Teks Bacaan:
____________________
Investor Menahan Diri : Dampak Paket Kebijakan Masih Ditunggu

JAKARTA, KOMPAS — Tren penguatan nilai tukar rupiah tertahan pada Rabu (8/10) karena investor menahan diri dan melihat perkembangan perekonomian nasional ke depan. Penguatan sudah terjadi secara signifikan sejak pekan lalu. Indeks harga saham hanya naik tipis.

Pedagang kaki lima valuta asing menunggu calon pembeli di tepi Jalan Kwitang Raya, Senen, Jakarta, Kamis (8/10). Nilai tukar rupiah terhadap dollar AS kembali menguat. Berdasarkan kurs referensi Jakarta Interbank Spot Dollar Rate, kemarin, nilai tukar rupiah Rp 13.809 per dollar AS atau menguat 256 poin dari hari sebelumnya.
KOMPAS/TOTOK WIJAYANTOPedagang kaki lima valuta asing menunggu calon pembeli di tepi Jalan Kwitang Raya, Senen, Jakarta, Kamis (8/10). Nilai tukar rupiah terhadap dollar AS kembali menguat. Berdasarkan kurs referensi Jakarta Interbank Spot Dollar Rate, kemarin, nilai tukar rupiah Rp 13.809 per dollar AS atau menguat 256 poin dari hari sebelumnya.

Nilai tukar rupiah, menurut kurs referensi Jakarta Interbank Spot Dollar Rate (Jisdor), pada Rabu tercatat sebesar Rp 13.809 per dollar AS, masih menguat dibandingkan dengan posisi sehari sebelumnya Rp 14.065 per dollar AS. Penguatan nilai tukar rupiah menurut kurs referensi Jisdor yang diterbitkan Bank Indonesia ini mencapai 6,5 persen selama sepekan. Pada akhir pekan lalu, nilai tukar rupiah masih Rp 14.709 per dollar AS.
Namun, di pasar tunai (spot) rupiah melemah 0,4 persen saat penutupan perdagangan Rabu menjadi Rp 13.888 per dollar AS. Hal ini terjadi setelah rupiah menguat secara signifikan selama sepekan terakhir. Investor lalu menahan diri sambil melihat kondisi perekonomian nasional.
____________________
Bahan yang Disediakan:

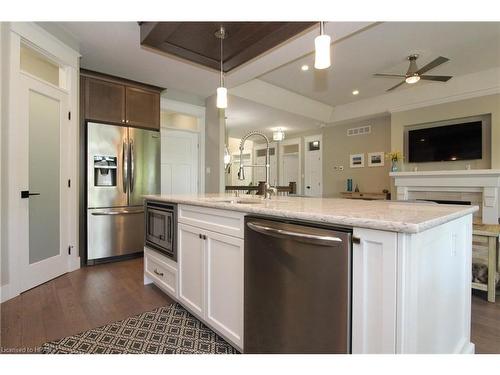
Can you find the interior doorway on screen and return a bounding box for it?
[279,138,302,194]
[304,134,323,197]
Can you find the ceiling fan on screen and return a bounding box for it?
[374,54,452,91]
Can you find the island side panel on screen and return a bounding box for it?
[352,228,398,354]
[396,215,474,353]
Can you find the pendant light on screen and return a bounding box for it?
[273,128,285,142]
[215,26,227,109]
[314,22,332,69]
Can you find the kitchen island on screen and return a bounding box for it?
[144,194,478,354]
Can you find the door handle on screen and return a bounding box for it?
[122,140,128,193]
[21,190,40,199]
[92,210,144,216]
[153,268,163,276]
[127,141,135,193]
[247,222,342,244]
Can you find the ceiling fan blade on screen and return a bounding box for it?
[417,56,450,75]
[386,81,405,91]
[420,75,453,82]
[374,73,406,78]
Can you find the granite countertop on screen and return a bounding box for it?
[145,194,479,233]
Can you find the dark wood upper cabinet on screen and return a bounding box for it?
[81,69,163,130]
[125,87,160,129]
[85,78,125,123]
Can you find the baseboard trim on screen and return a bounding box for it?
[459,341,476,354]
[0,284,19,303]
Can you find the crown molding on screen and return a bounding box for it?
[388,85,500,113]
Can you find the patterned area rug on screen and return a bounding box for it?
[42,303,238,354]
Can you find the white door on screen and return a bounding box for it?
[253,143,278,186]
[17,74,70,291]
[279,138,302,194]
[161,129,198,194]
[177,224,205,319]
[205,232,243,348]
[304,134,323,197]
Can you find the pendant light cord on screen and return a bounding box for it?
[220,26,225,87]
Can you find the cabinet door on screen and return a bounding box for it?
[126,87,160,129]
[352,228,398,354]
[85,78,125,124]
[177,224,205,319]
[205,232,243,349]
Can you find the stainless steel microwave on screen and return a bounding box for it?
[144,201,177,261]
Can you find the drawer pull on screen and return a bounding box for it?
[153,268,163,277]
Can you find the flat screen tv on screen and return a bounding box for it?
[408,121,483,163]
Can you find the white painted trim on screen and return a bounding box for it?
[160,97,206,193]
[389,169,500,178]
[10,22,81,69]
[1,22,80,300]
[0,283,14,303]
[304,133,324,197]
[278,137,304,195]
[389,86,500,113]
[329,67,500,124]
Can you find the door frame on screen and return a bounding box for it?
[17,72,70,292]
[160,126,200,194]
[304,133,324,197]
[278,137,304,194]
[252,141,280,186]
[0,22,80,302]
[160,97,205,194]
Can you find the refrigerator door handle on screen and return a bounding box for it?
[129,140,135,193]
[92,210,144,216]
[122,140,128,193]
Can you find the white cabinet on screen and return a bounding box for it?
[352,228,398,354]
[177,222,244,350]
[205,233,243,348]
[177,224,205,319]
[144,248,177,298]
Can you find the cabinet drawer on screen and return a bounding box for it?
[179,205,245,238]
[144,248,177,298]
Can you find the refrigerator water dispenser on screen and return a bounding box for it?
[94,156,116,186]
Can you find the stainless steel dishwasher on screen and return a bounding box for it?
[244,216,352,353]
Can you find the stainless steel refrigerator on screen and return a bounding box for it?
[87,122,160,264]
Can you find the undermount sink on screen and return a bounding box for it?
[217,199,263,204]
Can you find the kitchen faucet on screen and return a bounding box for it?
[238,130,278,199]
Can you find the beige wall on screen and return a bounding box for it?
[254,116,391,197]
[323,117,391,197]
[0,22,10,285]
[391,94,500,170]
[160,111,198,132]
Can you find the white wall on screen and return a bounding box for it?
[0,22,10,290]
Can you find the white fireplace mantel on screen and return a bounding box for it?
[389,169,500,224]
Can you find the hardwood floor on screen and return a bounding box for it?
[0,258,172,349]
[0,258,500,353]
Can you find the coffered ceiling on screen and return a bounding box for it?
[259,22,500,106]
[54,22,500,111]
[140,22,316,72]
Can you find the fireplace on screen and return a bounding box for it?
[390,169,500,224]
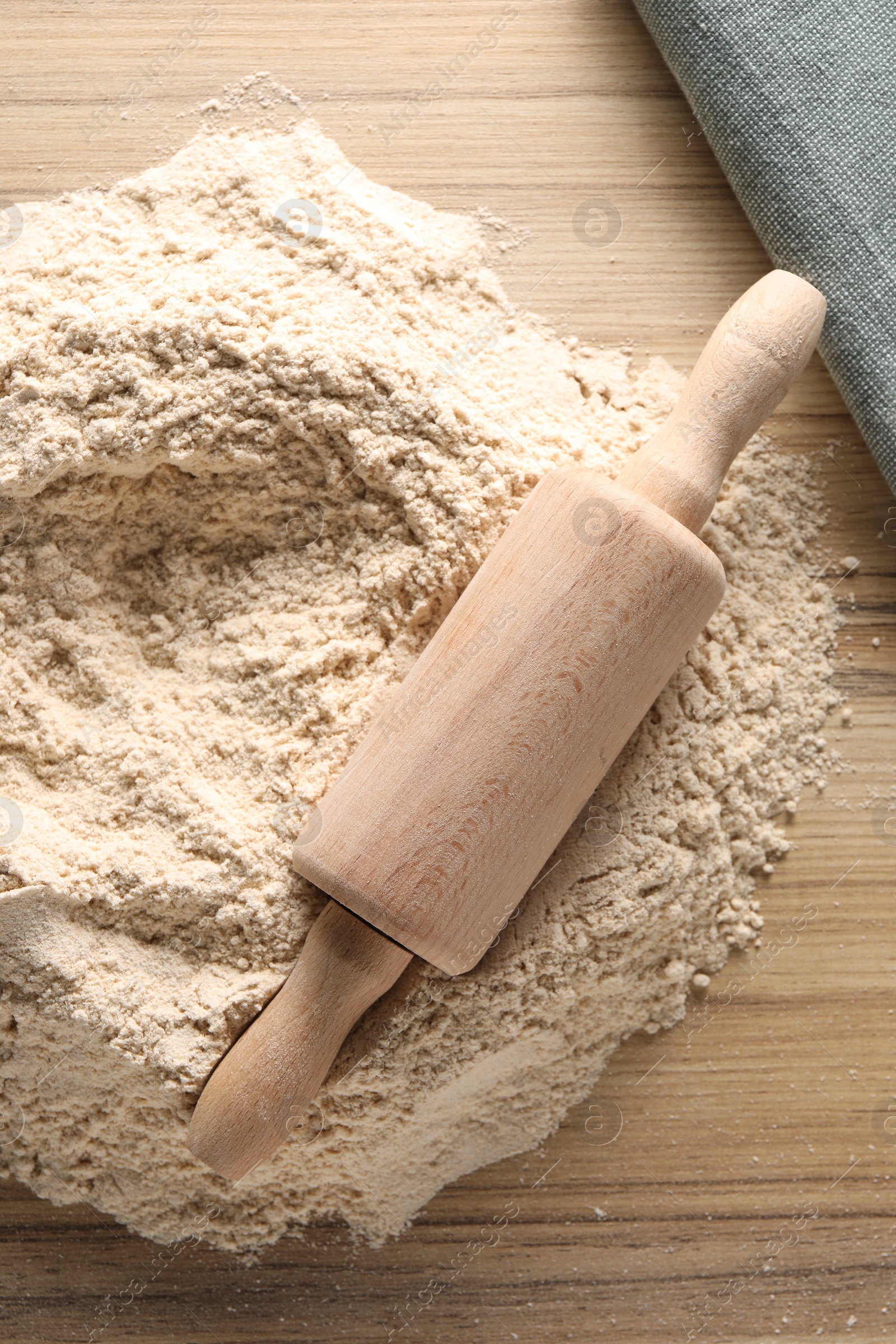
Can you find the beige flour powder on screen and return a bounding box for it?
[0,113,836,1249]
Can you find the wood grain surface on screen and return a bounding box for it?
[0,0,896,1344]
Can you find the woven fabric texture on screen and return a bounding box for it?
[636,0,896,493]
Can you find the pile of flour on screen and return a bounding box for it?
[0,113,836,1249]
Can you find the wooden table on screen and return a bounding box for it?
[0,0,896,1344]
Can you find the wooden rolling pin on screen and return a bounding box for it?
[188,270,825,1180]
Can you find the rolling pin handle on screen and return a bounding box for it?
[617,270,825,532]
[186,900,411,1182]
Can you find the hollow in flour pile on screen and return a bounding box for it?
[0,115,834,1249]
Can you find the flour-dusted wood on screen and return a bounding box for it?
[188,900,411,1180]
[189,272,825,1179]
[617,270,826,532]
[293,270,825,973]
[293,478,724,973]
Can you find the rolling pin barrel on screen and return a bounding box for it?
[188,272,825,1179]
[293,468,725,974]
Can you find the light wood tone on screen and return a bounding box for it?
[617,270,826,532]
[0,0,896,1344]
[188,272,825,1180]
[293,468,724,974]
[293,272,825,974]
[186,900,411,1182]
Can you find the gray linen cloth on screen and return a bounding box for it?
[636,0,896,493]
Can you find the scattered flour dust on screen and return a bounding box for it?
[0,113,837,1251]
____________________
Latihan Soal:
**A.** Apakah tiap pernyataan ini sesuai dengan artikel tentang nilai tukar rupiah: (i) menurut kurs Jisdor, rupiah pada Rabu tercatat Rp 13.809 per dollar AS; (ii) di pasar tunai, rupiah menguat saat penutupan perdagangan Rabu; (iii) indeks harga saham naik tajam? Jawab ya atau tidak untuk masing-masing, disertai kutipan kata-kata penentu dari artikel.
**B.** Ubahlah bagian artikel tentang nilai tukar rupiah yang dimulai pada "Nilai tukar rupiah, menurut" dan berakhir pada "14.709 per dollar AS.". Tulis ulang bagian itu dengan mengganti "Bank Indonesia" menjadi "bank sentral".
Baris-baris data merupakan bahan tersendiri yang terpisah dari artikel.

Jawaban Akhir:
**A.**
(i) Ya: "pada Rabu tercatat sebesar Rp 13.809 per dollar AS"
(ii) Tidak: "di pasar tunai (spot) rupiah melemah 0,4 persen saat penutupan perdagangan Rabu"
(iii) Tidak: "Indeks harga saham hanya naik tipis."

**B.**
Nilai tukar rupiah, menurut kurs referensi Jakarta Interbank Spot Dollar Rate (Jisdor), pada Rabu tercatat sebesar Rp 13.809 per dollar AS, masih menguat dibandingkan dengan posisi sehari sebelumnya Rp 14.065 per dollar AS. Penguatan nilai tukar rupiah menurut kurs referensi Jisdor yang diterbitkan bank sentral ini mencapai 6,5 persen selama sepekan. Pada akhir pekan lalu, nilai tukar rupiah masih Rp 14.709 per dollar AS.